**Objective:** Reproduce the following listing verbatim, keeping every line unchanged.

[Point labeling examples]
== == ==

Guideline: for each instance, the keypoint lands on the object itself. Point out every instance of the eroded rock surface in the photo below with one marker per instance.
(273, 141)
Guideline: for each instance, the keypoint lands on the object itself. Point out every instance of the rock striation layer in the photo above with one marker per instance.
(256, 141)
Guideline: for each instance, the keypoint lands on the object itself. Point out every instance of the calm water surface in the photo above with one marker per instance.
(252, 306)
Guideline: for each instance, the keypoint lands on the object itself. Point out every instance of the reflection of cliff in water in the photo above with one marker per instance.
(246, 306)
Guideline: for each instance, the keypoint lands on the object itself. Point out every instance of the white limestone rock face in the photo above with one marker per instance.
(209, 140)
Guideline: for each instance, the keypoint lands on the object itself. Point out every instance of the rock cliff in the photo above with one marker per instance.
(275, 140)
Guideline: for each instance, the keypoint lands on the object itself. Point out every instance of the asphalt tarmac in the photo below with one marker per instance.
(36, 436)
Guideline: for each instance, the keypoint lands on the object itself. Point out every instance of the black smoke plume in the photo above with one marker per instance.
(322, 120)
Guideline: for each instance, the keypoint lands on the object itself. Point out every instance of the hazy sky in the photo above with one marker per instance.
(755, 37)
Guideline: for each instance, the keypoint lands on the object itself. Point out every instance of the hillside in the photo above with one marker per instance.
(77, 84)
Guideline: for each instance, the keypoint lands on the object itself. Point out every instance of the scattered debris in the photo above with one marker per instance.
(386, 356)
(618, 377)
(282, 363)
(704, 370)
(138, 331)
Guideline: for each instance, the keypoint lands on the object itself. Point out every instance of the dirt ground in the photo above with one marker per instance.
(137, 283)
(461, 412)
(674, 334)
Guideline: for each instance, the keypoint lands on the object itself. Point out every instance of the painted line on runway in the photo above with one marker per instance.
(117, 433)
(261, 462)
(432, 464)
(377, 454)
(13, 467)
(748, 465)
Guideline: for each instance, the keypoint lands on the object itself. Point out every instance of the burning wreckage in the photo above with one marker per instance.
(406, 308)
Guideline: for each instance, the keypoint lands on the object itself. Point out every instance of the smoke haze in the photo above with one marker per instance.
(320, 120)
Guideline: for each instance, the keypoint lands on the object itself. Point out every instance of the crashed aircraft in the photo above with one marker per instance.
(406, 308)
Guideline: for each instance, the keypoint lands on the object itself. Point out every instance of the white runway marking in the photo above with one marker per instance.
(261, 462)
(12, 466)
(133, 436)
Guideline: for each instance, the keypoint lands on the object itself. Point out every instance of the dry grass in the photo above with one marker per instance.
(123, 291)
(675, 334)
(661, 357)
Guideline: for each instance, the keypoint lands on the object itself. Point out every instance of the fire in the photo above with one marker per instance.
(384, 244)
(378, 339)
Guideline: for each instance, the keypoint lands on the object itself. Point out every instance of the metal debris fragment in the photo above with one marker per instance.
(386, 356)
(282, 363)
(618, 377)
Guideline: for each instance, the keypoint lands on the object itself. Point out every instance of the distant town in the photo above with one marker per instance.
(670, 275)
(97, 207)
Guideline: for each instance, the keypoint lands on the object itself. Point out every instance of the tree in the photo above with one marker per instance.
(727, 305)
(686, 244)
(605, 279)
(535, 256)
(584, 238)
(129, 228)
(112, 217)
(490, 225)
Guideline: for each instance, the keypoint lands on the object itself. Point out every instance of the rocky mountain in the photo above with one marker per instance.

== == ==

**The answer:**
Guideline: for each instance, the keypoint lands on the object itself. Point out every instance of the eroded rock surface in the photo below with one marker per instance.
(273, 141)
Guideline: for each instance, the keypoint lands on the object itself. Point out every instance of the rock striation layer in the photo above with one marker per instance.
(256, 141)
Guideline: for each instance, the keypoint lands on the object itself. Point out every instance of the calm water surface in the photo above with one marker per instance.
(252, 306)
Guideline: for each instance, the keypoint lands on the object itself. Point out every instance of the reflection of cliff in water in the photo above with one marker per instance.
(246, 306)
Guideline: for each instance, the keypoint lands on the object itself. Point out every instance of the white limestone rock face in the photo above with one marker per instance.
(209, 140)
Guideline: for each instance, the keypoint lands on the object itself. Point out every instance of the rock cliff in the photo above with one marker per instance.
(275, 140)
Guideline: for each instance, the keypoint lands on the object itself. Point out every instance of the asphalt tarmac in the photo below with one marker per instance.
(36, 436)
Guideline: for each instance, the keypoint lands on the object itself. Point out every instance of the black smoke plume in the photo above with one marker per instance.
(322, 120)
Guideline: for each instance, the keypoint lands on the object itself. Point out every instance of the hazy sky in the photo above with one marker per instance.
(755, 37)
Guideline: for each instance, the keypoint lands on the object itself. Point out every instance of the hillside in the photo above with one marker per instance.
(77, 84)
Guideline: for each instance, the keypoint lands on the object itself. Point out every instance of the scattered debris in the photo above with one marker per instance.
(386, 356)
(618, 377)
(282, 363)
(704, 370)
(138, 331)
Guideline: for each instance, the keypoint lands on the object itself. Point out every instance of the dirt ground in the photo above with one marker per instance.
(137, 283)
(461, 412)
(674, 334)
Guideline: for each instance, the keypoint lands on the object itself. Point out every instance of the painted line on runway in the photo above with one marker per instance.
(117, 433)
(261, 462)
(432, 464)
(377, 454)
(13, 467)
(748, 465)
Guideline: for each instance, the keypoint lands on the object itself. Point out every instance of the burning wreckage in the photo above with one marker per instance.
(406, 308)
Guideline: for each instance, the keypoint lands on the object itself. Point out every instance of the smoke haze in the photo above with one marker per instance.
(320, 120)
Guideline: for each instance, the keypoint lands on the object itself. Point out every instance of the crashed aircraft in the photo above with one marker per instance.
(406, 308)
Guideline: for each instance, the keypoint lands on the object itself. Point out every instance of the white runway marking in the photo above with one marker per instance.
(261, 462)
(12, 466)
(133, 436)
Guideline: for each instance, the keypoint lands on the object itself. Point out every instance of the dry grass in the photo above with one marker per instance.
(123, 291)
(675, 334)
(661, 357)
Guideline: for each instance, the keypoint lands on the object itself. Point out every instance of the fire in the photo above with one marker per instance.
(384, 244)
(378, 339)
Guideline: for each instance, the keypoint lands on the object itself. Point out every instance of the metal debris fragment in the photo above with one marker per instance.
(386, 356)
(282, 363)
(618, 377)
Guideline: for each instance, the keypoint lands on the object itself. Point out every instance of the distant town in the photo above with one marker per instance.
(670, 275)
(97, 207)
Guideline: for each instance, the keypoint lands on the object itself. Point out every instance of the tree in the photo above with one marker per instance.
(727, 305)
(686, 244)
(605, 279)
(535, 256)
(584, 238)
(129, 228)
(112, 217)
(490, 225)
Guideline: for each instance, the keypoint lands on the object itself. Point out every instance of the rocky mountain in the photo above with one marker per instance.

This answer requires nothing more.